═══ PASSAGE ═══

Salem Creekside Newsletter - July 2015Sun SAfety

For many months of the year, it's difficult to imagine the need for sun protection, but perhaps the gray days are the price we pay for the Willamette Valley's glorious summer weather. Farmers' Almanac is predicting a sunny and warm one this year, so before hitting the beach, lake or golf course be sure you have the necessary tools to keep your skin safe.

  • Slather on the sunscreen. Centers for Disease control recommends SPF 15 or greater, with both UVA and UVB protection. Remember that sunscreen wears off after sweating or swimming, so reapply every two hours or so, and about 30 minutes before you go out in the sun. If you find some in the bottom of your swim bag from last summer, toss it. Sunscreen has a shelf life of three years, but considerably shorter if it's been exposed to heat and sun.

  • Cover up. Regular clothing alone does not provide adequate protection from the sun - a t-shirt has an SPF lower than 15 – but it does help. Long, loose sleeves are a good choice, and dark colors may offer a little better coverage than lighter clothing. If you are fair-skinned or take medications that put you at a higher risk for sunburn, consider investing in sun protective clothing specially manufactured to provide ultimate protection from sunlight.

  • Wear a hat. The top of the scalp, back of the neck and tips of the ears are often neglected when applying sunscreen, so a wide-brimmed hat can definitely help. A canvas hat provides more coverage than a straw hat, which can still let sunlight through to these sensitive areas.

  • Don't forget your eyes. Believe it or not, your eyes can get sunburned, especially if you're out on a reflective surface like water that bounces the sun back into your face. Sunglasses protect your eyes as well as the sensitive skin around them from sunburn. A good pair will protect against UVA and UVB rays. The good news is that even most inexpensive brands offer this measure of protection.

  • Get shady. If you can, avoid the sun during midday hours – or find a tree, umbrella or shade to sit under.

Despite our best efforts, sometimes the sun protection gets away from us. If you start to feel the telltale tingle of a sunburn, the key is to get out of the sun and begin treating the symptoms right away. Reducing the severity of sunburn symptoms could ultimately reduce its long-term effects.

A cool shower or bath can ease the initial discomfort, followed by a soothing lotion containing Vitamin E and aloe vera. Ibuprofen can reduce pain and swelling as well. Remember to stay hydrated – the skin is your body's largest organ and a burn draws fluid to your skin and away from the rest of your body.

If a burn blisters and covers a large area of the one's skin, it's best to seek medical attention.

A person's risk for melanoma - the most serious form of skin cancer - doubles if he or she has had five or more sunburns in their lifetime. It's important to protect our adult skin in consideration of our past sun indiscretions, and teach children how to play it safe from the beginning.

═══

▸ USING THE INFORMATION:
1 - Decide whether each statement below agrees with the sun safety passage above. Answer yes or no for each, and quote the words from the passage that settle it.
(a) A t-shirt gives less sun protection than SPF 15.
(b) A straw hat covers more than a canvas hat.
(c) Sunscreen keeps for five years.
2 - Using the sun safety passage above, answer these questions:
(a) Which two ingredients should a soothing lotion for sunburn contain?
(b) How many lifetime sunburns double a person's risk for melanoma?
(c) What reflective surface does the passage name as bouncing the sun back into your face?

═══ SOURCE INFORMATION ═══

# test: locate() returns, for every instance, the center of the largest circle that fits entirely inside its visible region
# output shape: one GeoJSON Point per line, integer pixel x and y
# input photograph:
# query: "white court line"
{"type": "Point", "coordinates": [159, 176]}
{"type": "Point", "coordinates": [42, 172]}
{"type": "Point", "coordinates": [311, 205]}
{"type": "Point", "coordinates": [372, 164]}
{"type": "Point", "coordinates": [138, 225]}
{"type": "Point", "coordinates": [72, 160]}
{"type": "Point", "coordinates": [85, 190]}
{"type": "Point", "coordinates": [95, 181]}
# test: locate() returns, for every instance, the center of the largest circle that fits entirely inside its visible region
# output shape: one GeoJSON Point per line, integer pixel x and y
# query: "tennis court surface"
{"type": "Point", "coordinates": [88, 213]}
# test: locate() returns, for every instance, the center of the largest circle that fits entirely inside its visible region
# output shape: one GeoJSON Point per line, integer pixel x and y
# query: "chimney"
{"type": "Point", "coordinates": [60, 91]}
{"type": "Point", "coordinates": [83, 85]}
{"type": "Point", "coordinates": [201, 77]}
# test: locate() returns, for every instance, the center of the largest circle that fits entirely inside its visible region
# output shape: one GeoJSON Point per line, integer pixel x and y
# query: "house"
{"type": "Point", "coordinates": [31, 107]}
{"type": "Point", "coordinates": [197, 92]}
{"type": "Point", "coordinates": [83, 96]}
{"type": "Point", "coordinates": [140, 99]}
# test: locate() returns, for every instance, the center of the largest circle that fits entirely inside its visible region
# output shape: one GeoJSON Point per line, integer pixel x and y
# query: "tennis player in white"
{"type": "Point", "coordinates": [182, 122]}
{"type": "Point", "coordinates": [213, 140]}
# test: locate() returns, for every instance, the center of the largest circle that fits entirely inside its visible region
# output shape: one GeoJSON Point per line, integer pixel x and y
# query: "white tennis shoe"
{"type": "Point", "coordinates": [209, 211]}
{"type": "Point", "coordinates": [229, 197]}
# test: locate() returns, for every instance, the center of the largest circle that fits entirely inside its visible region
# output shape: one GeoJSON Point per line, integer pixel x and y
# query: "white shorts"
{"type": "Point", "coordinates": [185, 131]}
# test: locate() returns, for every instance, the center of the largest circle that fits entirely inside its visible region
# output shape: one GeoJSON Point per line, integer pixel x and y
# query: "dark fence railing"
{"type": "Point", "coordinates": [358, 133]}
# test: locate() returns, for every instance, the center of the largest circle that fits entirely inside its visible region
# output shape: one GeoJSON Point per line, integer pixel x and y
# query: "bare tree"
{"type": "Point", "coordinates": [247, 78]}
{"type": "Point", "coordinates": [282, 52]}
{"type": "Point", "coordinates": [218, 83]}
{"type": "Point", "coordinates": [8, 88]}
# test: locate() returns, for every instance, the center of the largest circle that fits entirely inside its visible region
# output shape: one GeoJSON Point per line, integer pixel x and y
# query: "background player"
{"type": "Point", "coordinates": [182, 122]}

═══

▸ ANSWERS:
1 -
(a) Yes: "a t-shirt has an SPF lower than 15"
(b) No: "A canvas hat provides more coverage than a straw hat"
(c) No: "Sunscreen has a shelf life of three years"

2 -
(a) Vitamin E and aloe vera
(b) Five or more
(c) Water